**SHORT EXERCISE:** Count how many lines below contain the word "white". Give only the number.

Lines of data
+-------+

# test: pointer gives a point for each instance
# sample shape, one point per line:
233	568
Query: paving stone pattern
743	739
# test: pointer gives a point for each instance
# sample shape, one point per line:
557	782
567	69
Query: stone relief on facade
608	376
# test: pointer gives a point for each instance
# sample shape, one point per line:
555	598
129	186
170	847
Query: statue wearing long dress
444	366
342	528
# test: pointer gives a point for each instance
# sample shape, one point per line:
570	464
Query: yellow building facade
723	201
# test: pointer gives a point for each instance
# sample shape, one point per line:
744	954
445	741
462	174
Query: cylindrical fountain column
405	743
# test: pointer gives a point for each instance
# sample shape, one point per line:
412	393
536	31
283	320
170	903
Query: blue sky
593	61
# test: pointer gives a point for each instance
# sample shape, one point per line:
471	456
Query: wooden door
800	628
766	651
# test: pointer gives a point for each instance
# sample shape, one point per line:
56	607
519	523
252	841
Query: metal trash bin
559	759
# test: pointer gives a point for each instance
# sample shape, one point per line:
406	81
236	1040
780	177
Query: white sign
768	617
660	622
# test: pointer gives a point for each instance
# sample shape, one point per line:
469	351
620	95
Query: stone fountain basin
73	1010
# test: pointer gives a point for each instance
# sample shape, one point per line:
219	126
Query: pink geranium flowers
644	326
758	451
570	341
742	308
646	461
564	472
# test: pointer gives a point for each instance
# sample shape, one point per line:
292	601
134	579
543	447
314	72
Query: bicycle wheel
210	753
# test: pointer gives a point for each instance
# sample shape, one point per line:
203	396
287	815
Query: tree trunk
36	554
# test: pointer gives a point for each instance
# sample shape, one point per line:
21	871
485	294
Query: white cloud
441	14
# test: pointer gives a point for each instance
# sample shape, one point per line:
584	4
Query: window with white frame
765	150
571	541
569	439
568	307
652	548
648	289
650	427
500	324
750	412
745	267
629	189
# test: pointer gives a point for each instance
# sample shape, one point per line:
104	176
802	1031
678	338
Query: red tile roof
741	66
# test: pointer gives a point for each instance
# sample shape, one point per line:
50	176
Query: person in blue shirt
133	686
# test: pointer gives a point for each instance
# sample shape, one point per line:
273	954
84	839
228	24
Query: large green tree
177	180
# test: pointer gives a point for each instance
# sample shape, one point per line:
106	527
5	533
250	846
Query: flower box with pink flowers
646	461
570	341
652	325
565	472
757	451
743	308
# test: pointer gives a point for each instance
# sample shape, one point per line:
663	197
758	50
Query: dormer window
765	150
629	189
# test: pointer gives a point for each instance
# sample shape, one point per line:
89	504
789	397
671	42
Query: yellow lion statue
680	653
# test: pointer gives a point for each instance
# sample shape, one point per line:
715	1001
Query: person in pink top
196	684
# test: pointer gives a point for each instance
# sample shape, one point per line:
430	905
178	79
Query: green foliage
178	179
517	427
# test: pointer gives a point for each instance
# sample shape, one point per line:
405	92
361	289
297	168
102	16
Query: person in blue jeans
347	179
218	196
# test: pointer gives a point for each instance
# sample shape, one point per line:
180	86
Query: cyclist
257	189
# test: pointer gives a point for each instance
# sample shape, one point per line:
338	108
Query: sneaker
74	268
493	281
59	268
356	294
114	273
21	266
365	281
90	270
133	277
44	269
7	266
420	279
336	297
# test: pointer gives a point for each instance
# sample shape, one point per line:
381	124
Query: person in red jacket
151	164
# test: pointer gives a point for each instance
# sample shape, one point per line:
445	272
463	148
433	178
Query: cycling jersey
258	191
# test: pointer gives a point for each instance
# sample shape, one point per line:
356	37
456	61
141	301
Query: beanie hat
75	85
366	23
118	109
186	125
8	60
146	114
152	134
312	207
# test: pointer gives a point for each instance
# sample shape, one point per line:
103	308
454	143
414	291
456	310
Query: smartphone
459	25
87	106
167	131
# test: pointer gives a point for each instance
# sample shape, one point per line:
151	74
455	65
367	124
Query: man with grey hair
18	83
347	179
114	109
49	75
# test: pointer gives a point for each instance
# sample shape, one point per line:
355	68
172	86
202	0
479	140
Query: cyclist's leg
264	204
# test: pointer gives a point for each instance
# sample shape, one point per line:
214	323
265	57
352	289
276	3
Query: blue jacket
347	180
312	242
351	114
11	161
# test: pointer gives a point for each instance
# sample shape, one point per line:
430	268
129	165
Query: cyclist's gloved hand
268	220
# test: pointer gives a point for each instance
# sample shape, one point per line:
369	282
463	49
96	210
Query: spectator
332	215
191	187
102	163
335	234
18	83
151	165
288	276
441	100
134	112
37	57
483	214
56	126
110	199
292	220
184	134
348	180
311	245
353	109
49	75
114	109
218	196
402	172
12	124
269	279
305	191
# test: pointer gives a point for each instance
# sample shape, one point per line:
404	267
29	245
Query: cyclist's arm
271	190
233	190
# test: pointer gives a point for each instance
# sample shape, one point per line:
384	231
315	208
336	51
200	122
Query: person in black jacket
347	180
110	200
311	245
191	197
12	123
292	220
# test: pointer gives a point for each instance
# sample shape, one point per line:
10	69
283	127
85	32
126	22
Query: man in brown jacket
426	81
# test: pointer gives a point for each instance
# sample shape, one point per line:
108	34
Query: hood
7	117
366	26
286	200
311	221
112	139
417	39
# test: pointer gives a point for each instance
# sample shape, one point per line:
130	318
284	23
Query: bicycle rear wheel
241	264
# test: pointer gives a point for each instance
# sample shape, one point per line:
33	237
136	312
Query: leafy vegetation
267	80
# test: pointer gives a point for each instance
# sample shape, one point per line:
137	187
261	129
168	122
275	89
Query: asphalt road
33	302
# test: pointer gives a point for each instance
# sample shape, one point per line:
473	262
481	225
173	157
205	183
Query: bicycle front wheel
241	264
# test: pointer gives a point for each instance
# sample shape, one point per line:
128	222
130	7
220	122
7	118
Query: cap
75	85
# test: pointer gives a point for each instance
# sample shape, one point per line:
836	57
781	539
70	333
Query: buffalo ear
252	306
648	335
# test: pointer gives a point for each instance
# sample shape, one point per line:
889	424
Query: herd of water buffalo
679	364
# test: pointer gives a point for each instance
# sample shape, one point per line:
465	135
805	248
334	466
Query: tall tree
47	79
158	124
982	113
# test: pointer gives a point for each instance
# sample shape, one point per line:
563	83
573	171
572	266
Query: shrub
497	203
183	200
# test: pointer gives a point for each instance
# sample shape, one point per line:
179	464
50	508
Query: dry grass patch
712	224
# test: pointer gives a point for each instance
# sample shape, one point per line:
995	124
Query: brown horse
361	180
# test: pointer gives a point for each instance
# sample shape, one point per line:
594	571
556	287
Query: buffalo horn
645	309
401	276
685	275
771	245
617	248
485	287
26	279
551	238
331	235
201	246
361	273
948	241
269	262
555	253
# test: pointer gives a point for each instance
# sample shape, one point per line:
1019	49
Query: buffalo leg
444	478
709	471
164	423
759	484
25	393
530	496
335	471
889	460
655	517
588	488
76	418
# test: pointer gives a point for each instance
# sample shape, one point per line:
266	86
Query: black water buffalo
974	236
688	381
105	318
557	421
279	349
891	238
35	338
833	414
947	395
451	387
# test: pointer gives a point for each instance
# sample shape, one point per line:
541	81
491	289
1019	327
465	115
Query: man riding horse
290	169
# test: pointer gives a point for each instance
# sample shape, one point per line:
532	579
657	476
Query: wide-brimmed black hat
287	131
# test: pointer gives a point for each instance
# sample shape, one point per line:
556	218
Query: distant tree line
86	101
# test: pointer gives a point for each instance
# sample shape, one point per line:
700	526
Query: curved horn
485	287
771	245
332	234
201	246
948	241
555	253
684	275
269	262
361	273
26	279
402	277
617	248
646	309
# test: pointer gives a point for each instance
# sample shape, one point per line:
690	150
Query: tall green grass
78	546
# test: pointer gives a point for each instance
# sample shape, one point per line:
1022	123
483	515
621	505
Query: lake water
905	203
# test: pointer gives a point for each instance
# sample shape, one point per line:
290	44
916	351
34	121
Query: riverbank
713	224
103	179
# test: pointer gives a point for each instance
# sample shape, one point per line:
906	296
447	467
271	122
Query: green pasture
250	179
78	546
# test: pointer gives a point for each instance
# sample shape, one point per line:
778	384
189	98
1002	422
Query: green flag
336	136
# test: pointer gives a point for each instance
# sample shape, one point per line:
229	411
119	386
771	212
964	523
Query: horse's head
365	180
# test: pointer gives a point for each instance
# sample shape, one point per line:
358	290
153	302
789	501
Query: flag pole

+-------+

**THE RESPONSE:** 3